**What to produce**
Please return the whole listing exactly.
<<<<
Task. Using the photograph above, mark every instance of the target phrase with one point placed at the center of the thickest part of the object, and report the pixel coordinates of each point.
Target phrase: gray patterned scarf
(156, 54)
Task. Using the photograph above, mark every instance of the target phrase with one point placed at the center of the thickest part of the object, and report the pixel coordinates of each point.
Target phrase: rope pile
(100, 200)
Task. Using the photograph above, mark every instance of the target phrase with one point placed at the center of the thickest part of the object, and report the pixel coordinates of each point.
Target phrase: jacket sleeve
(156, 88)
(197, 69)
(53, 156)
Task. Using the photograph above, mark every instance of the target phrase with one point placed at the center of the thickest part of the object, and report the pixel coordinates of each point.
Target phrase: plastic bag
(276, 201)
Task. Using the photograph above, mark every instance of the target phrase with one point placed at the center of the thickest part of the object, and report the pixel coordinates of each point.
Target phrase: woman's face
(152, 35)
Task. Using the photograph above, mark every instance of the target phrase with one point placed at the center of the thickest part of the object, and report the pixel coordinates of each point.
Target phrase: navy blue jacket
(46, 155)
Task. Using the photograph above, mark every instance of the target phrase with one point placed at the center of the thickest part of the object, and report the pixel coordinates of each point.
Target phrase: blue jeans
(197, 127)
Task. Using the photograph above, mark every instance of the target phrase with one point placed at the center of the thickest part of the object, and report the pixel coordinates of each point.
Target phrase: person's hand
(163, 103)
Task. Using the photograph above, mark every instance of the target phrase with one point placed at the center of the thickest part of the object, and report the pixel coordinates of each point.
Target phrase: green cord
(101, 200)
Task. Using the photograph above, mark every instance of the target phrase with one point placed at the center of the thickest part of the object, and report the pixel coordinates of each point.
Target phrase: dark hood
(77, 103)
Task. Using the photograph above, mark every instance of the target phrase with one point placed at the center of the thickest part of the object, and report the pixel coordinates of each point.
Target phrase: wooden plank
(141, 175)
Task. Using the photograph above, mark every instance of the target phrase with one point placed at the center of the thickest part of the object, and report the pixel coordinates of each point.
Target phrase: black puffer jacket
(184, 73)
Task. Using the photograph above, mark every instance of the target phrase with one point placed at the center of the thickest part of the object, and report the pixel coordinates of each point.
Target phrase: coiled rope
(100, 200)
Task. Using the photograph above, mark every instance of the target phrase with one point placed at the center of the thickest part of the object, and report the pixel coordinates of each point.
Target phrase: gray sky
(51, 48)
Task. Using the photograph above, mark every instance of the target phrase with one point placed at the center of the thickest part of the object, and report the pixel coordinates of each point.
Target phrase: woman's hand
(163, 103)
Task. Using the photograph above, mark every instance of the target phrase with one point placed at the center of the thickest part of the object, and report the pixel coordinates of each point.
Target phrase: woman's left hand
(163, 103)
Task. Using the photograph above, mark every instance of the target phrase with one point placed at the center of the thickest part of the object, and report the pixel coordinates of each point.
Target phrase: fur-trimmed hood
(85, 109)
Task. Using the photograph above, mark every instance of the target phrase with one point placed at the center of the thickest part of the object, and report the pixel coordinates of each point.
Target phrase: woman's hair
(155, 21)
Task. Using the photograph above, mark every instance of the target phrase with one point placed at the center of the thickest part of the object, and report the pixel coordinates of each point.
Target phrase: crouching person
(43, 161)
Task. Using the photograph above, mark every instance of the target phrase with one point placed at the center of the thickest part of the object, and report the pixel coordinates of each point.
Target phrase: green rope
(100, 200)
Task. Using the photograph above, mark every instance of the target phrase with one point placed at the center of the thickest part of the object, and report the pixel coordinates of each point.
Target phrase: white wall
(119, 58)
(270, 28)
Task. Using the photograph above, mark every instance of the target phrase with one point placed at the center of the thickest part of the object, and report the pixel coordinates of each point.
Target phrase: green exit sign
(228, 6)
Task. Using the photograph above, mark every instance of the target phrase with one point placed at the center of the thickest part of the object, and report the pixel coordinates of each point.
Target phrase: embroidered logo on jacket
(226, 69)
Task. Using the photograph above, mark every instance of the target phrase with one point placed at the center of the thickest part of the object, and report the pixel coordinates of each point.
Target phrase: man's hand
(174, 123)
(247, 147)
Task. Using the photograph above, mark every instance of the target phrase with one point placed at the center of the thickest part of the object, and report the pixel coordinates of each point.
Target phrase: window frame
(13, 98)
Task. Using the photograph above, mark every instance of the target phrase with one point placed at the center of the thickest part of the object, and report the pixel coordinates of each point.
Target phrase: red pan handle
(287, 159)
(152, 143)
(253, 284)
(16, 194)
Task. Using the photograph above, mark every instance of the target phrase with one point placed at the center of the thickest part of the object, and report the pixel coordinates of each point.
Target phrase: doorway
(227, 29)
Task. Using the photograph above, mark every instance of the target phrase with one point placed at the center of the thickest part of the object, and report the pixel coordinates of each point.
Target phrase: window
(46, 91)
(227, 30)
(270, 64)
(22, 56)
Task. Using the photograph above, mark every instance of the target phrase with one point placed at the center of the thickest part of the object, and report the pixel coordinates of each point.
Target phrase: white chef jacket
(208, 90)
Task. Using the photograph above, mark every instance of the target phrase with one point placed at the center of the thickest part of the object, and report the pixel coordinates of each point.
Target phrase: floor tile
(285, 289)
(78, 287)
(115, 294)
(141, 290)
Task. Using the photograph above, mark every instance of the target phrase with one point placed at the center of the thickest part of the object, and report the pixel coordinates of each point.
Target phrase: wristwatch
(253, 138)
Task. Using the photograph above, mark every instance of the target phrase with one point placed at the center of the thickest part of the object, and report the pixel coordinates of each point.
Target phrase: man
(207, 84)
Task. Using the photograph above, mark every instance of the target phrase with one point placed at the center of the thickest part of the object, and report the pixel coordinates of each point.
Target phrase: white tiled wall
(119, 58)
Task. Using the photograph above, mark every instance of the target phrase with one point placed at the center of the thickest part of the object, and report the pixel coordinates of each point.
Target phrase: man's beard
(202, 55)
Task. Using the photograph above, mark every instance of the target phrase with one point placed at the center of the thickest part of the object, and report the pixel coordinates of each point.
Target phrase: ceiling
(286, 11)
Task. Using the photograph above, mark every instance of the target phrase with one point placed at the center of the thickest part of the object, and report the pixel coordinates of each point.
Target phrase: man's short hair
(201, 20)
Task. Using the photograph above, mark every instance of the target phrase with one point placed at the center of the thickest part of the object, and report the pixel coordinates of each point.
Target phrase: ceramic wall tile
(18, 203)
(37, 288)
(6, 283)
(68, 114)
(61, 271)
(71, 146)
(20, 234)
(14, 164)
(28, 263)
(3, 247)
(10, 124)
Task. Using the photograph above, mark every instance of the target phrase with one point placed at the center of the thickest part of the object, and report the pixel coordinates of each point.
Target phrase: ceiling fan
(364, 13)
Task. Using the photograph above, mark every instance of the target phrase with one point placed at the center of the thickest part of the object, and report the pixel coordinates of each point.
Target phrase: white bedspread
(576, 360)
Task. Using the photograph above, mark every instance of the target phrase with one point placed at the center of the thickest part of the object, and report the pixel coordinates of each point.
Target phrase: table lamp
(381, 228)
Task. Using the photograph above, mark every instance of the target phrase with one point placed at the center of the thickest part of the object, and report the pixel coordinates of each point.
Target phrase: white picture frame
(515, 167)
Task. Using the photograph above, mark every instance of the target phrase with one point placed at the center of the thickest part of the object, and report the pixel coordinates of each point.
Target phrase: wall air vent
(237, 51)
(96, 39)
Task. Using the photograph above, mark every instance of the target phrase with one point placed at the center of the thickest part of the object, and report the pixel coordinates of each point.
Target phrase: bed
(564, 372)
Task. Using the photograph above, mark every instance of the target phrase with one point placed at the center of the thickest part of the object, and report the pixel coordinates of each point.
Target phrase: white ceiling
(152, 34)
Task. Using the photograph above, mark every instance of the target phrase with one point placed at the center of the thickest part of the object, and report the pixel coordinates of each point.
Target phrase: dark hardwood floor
>>>>
**Answer**
Task. Using the photograph above, mark every instance of the target phrase with one point placed at the center of the thickest part of the object, and report the pixel coordinates of each point.
Target phrase: gray patterned scarf
(156, 54)
Task. Using the photograph above, mark every instance of the target phrase with one point placed at the center of the thickest part of the object, and report the pixel coordinates of each point.
Target phrase: rope pile
(100, 200)
Task. Using the photograph above, mark every instance of the target phrase with one point placed at the center of the thickest part of the object, and report the pixel coordinates of each point.
Target phrase: jacket sleeve
(156, 88)
(197, 69)
(53, 156)
Task. Using the photograph above, mark every instance of the target phrase with one point placed at the center of the thickest part of the object, and report the pixel coordinates of each point.
Target phrase: plastic bag
(276, 201)
Task. Using the photograph above, mark every instance of the target phrase with one point placed at the center of the thickest part of the object, and report the pixel coordinates of each point.
Target phrase: woman's face
(152, 35)
Task. Using the photograph above, mark every instance of the target phrase with one point placed at the center of the thickest part of the object, and report the pixel coordinates of each point.
Target phrase: navy blue jacket
(46, 155)
Task. Using the photograph above, mark every instance of the target phrase with one point placed at the center of the thickest part of the object, and report the pixel coordinates of each point.
Target phrase: blue jeans
(197, 127)
Task. Using the photograph above, mark every instance of the target phrase with one point placed at the center of the thickest part of the object, and report the pixel coordinates of each point.
Target phrase: person's hand
(163, 103)
Task. Using the photograph above, mark every instance of the target phrase with one point placed at the center of the thickest part of the object, and report the pixel coordinates of each point.
Target phrase: green cord
(101, 200)
Task. Using the photograph above, mark every instance of the target phrase with one point placed at the center of the thickest part of the object, and report the pixel coordinates of each point.
Target phrase: dark hood
(77, 103)
Task. Using the photograph above, mark every instance of the target phrase with one point placed at the center of the thickest part of the object, and report the pixel coordinates of each point.
Target phrase: wooden plank
(141, 175)
Task. Using the photograph above, mark every instance of the target phrase with one point placed at the center of the thickest part of the object, and report the pixel coordinates of each point.
Target phrase: black puffer jacket
(184, 73)
Task. Using the photograph above, mark every instance of the target phrase with one point placed at the center of the thickest part of the object, and report the pixel coordinates of each point.
Target phrase: coiled rope
(100, 200)
Task. Using the photograph above, mark every instance of the target phrase with one point placed at the center of the thickest part of the object, and report the pixel coordinates of each point.
Target phrase: gray sky
(51, 48)
Task. Using the photograph above, mark every instance of the target phrase with one point placed at the center of the thickest part of the object, and report the pixel coordinates of each point.
Target phrase: woman's hand
(163, 103)
Task. Using the photograph above, mark every instance of the target phrase with one point placed at the center of the thickest part of the object, and report the pixel coordinates of each point.
Target phrase: woman's left hand
(163, 103)
Task. Using the photograph above, mark every instance of the target phrase with one point placed at the center of the thickest part of the object, and report the pixel coordinates of each point.
Target phrase: fur-trimmed hood
(85, 109)
Task. Using the photograph above, mark every instance of the target phrase with one point placed at the center of the thickest part of the object, and report the pixel coordinates of each point.
Target phrase: woman's hair
(155, 21)
Task. Using the photograph above, mark every instance of the target phrase with one point placed at the center of the thickest part of the object, and report the pixel coordinates of each point.
Target phrase: crouching person
(43, 161)
Task. Using the photograph above, mark every instance of the target phrase with one point placed at the center of the thickest part of the object, and report the pixel coordinates of each point.
Target phrase: green rope
(100, 200)
Task. Using the photograph above, mark every instance of the target phrase with one point placed at the center of the thickest part of the object, and report the pixel coordinates of each point.
Target phrase: white wall
(119, 58)
(270, 28)
Task. Using the photograph above, mark every instance of the target phrase with one point placed at the center of the thickest part of the object, and report the pixel coordinates of each point.
Target phrase: green exit sign
(228, 6)
Task. Using the photograph above, mark every instance of the target phrase with one point placed at the center of the thickest part of the object, and report the pixel coordinates of each point.
Target phrase: embroidered logo on jacket
(226, 69)
Task. Using the photograph above, mark every instance of the target phrase with one point placed at the center of the thickest part of the object, and report the pixel coordinates of each point.
Target phrase: man's hand
(174, 123)
(247, 147)
Task. Using the photograph above, mark every instance of the target phrase with one point placed at the center of the thickest part of the object, and report the pixel coordinates of each point.
Target phrase: window frame
(13, 98)
Task. Using the photograph above, mark every instance of the target phrase with one point placed at the center of the thickest part of the object, and report the pixel coordinates of each point.
Target phrase: red pan handle
(287, 159)
(152, 143)
(253, 284)
(16, 194)
Task. Using the photograph above, mark every instance of the target phrase with one point placed at the center of the thickest part of the object, and report the pixel coordinates of each point.
Target phrase: doorway
(227, 29)
Task. Using the photograph above, mark every instance of the target phrase with one point placed at the center of the thickest part of the object, and report the pixel coordinates of each point.
Target phrase: window
(46, 91)
(227, 30)
(270, 64)
(22, 56)
Task. Using the photograph above, mark every instance of the target phrase with one point placed at the center of the thickest part of the object, and report the pixel coordinates of each point.
Target phrase: white chef jacket
(208, 90)
Task. Using the photograph above, mark every instance of the target phrase with one point placed at the center of the thickest part of the object, and report the pixel coordinates of each point.
Target phrase: floor tile
(285, 289)
(78, 287)
(115, 294)
(141, 290)
Task. Using the photograph above, mark every instance of the target phrase with one point placed at the center of the thickest part of the object, and report the pixel coordinates of each point.
Target phrase: wristwatch
(253, 138)
Task. Using the photograph above, mark every instance of the target phrase with one point placed at the center of the thickest part of the object, and report the pixel coordinates of each point.
Target phrase: man
(207, 84)
Task. Using the photograph above, mark every instance of the target phrase with one point placed at the center of the thickest part of the object, and report the pixel coordinates of each point.
Target phrase: white tiled wall
(119, 58)
Task. Using the photograph above, mark every instance of the target phrase with one point placed at the center of the thickest part of the object, and report the pixel coordinates of each point.
Target phrase: man's beard
(202, 55)
Task. Using the photograph above, mark every instance of the target phrase with one point placed at the center of the thickest part of the object, and report the pixel coordinates of each point.
Target phrase: ceiling
(286, 11)
Task. Using the photograph above, mark every instance of the target phrase with one point placed at the center of the thickest part of the object, and report the pixel coordinates of each point.
Target phrase: man's short hair
(201, 20)
Task. Using the photograph above, mark every instance of the target phrase with one point placed at the center of the thickest part of the object, and report the pixel coordinates of each point.
Target phrase: ceramic wall tile
(18, 203)
(37, 288)
(6, 283)
(68, 114)
(61, 271)
(71, 146)
(20, 234)
(14, 164)
(28, 263)
(3, 247)
(10, 124)
Task. Using the photograph above, mark every instance of the target phrase with one point placed at the center of the thickest part of the object, and report the pixel coordinates of each point.
Target phrase: ceiling fan
(364, 13)
Task. Using the photograph above, mark every instance of the target phrase with one point placed at the center of the thickest part of the object, and report the pixel coordinates of each point.
Target phrase: white bedspread
(576, 360)
Task. Using the photograph above, mark every instance of the target phrase with one point placed at the center of the thickest part of the object, and report the pixel coordinates of each point.
Target phrase: table lamp
(381, 228)
Task. Using the photograph above, mark every instance of the target phrase with one point placed at the center of the thickest part of the object, and report the pixel coordinates of each point.
Target phrase: white picture frame
(515, 167)
Task. Using the photograph above, mark every instance of the target phrase with one point placed at the center of the thickest part of the object, and report the pixel coordinates of each point.
Target phrase: wall air vent
(237, 51)
(96, 39)
Task. Using the photograph above, mark every instance of the target phrase with one point placed at the center of the thickest part of the object, and report the pixel coordinates of each point.
Target phrase: bed
(564, 372)
Task. Using the photograph above, mark every instance of the target phrase with one point placed at the center of the thickest part of the object, and report the pixel coordinates of each point.
Target phrase: white ceiling
(152, 34)
Task. Using the photograph above, mark every instance of the target phrase with one point placed at the center of the thickest part of the object, and report the pixel coordinates of each point.
Target phrase: dark hardwood floor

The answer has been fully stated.